### Quoted passage
——————————

I'm not a natural forward – Hickey
Coming away from Thurles last July after Limerick's All-Ireland quarter-final defeat to Kilkenny, Seamus Hickey felt he should have been more disappointed than he was.
Caught by a rush of Kilkenny goals when it looked like they had a firm grip on the throat of the champions, it felt like an opportunity lost.
But for Hickey, it felt like a beginning rather than an end.
"As much as it hurt, I just couldn't wait to get back training for this year. It's great being in around these players," he said.
On a personal level, 2012 had slipped by Hickey all too quickly as he missed the initial part of the season due an internship in the USA before returning and fracturing an elbow prior to the championship.
It kept him out of action for two months but a couple of appearances as a substitute fuelled his desire for more.
This season, Hickey has found himself more deeply immersed than he might have expected back in July.
His positioning at centre-forward for all four of Limerick's Division 1B games – against Carlow, Offaly, Dublin and Antrim – has transpired for a few reasons.
Missing out on 2012 pushed him down the pecking order and, with defence and midfield consolidating their places, No 11 was one of the few available positions that opened up.
Manager John Allen sensed that an attack with so much flourishing talent required a strong foundation with energy and attitude to pin them together.
"As we know work rate and physicality have overtaken skill now and Seamus brings that to the position," reflected Allen.

——————————

### Information given

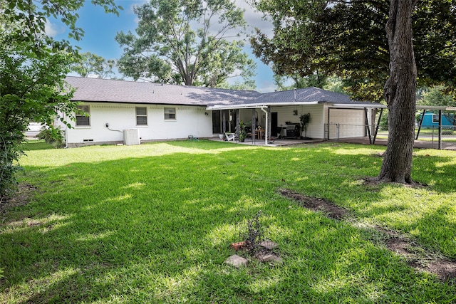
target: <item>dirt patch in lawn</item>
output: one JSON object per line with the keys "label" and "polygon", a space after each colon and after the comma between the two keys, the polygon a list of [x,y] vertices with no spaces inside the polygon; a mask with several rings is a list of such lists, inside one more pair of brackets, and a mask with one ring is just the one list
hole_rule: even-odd
{"label": "dirt patch in lawn", "polygon": [[299,193],[293,192],[287,189],[281,189],[280,194],[298,201],[300,206],[314,211],[323,211],[326,216],[333,219],[342,219],[347,216],[346,209],[335,205],[324,199],[306,196]]}
{"label": "dirt patch in lawn", "polygon": [[30,184],[20,184],[14,195],[0,198],[0,214],[6,213],[11,208],[26,205],[31,194],[36,190],[36,188]]}
{"label": "dirt patch in lawn", "polygon": [[[299,206],[314,211],[322,211],[330,219],[345,219],[358,228],[365,226],[351,216],[347,209],[328,199],[307,196],[287,189],[281,189],[279,192],[282,196],[296,201]],[[384,236],[383,243],[386,248],[405,258],[410,266],[420,271],[434,273],[441,281],[456,284],[456,261],[423,248],[413,239],[398,231],[377,226],[368,228],[374,229]]]}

——————————

### Written task A
Shorten the paragraph in the Hickey article that begins "On a personal level, 2012 had slipped by Hickey", keeping its main facts.
### Written task B
Convert every line of the records into a JSON list of strings, one string per line, omitting blank lines and the picture lines.
The Hickey article and the records have no connection to each other.

### Task solution A
Hickey lost much of 2012: he missed the early season because of an internship in the USA, and after returning he fractured an elbow before the championship.

### Task solution B
[
  "target: <item>dirt patch in lawn</item>",
  "output: one JSON object per line with the keys \"label\" and \"polygon\", a space after each colon and after the comma between the two keys, the polygon a list of [x,y] vertices with no spaces inside the polygon; a mask with several rings is a list of such lists, inside one more pair of brackets, and a mask with one ring is just the one list",
  "hole_rule: even-odd",
  "{\"label\": \"dirt patch in lawn\", \"polygon\": [[299,193],[293,192],[287,189],[281,189],[280,194],[298,201],[300,206],[314,211],[323,211],[326,216],[333,219],[342,219],[347,216],[346,209],[335,205],[324,199],[306,196]]}",
  "{\"label\": \"dirt patch in lawn\", \"polygon\": [[30,184],[20,184],[14,195],[0,198],[0,214],[6,213],[11,208],[26,205],[31,194],[36,190],[36,188]]}",
  "{\"label\": \"dirt patch in lawn\", \"polygon\": [[[299,206],[314,211],[322,211],[330,219],[345,219],[358,228],[365,226],[351,216],[347,209],[328,199],[307,196],[287,189],[281,189],[279,192],[282,196],[296,201]],[[384,236],[383,243],[386,248],[405,258],[410,266],[420,271],[434,273],[441,281],[456,284],[456,261],[423,248],[413,239],[398,231],[377,226],[368,228],[374,229]]]}"
]